◆ **TASK PROMPT**:
Whenever a line of the entries below holds the string "hull", copy that line and return it.

Records from a data collection:

###

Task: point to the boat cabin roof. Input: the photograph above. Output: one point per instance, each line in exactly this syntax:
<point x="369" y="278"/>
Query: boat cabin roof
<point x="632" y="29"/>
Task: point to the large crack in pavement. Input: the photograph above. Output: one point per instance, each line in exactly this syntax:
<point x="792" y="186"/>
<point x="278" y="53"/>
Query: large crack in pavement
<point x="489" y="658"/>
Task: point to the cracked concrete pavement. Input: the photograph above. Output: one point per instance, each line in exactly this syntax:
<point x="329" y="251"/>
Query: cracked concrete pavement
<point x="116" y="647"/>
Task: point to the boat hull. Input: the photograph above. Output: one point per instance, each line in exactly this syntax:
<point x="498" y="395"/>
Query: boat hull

###

◆ **COMPLETED EXERCISE**:
Task: point to the boat hull. Input: the photograph above. Output: one point per instance, each line in exactly this syntax:
Query: boat hull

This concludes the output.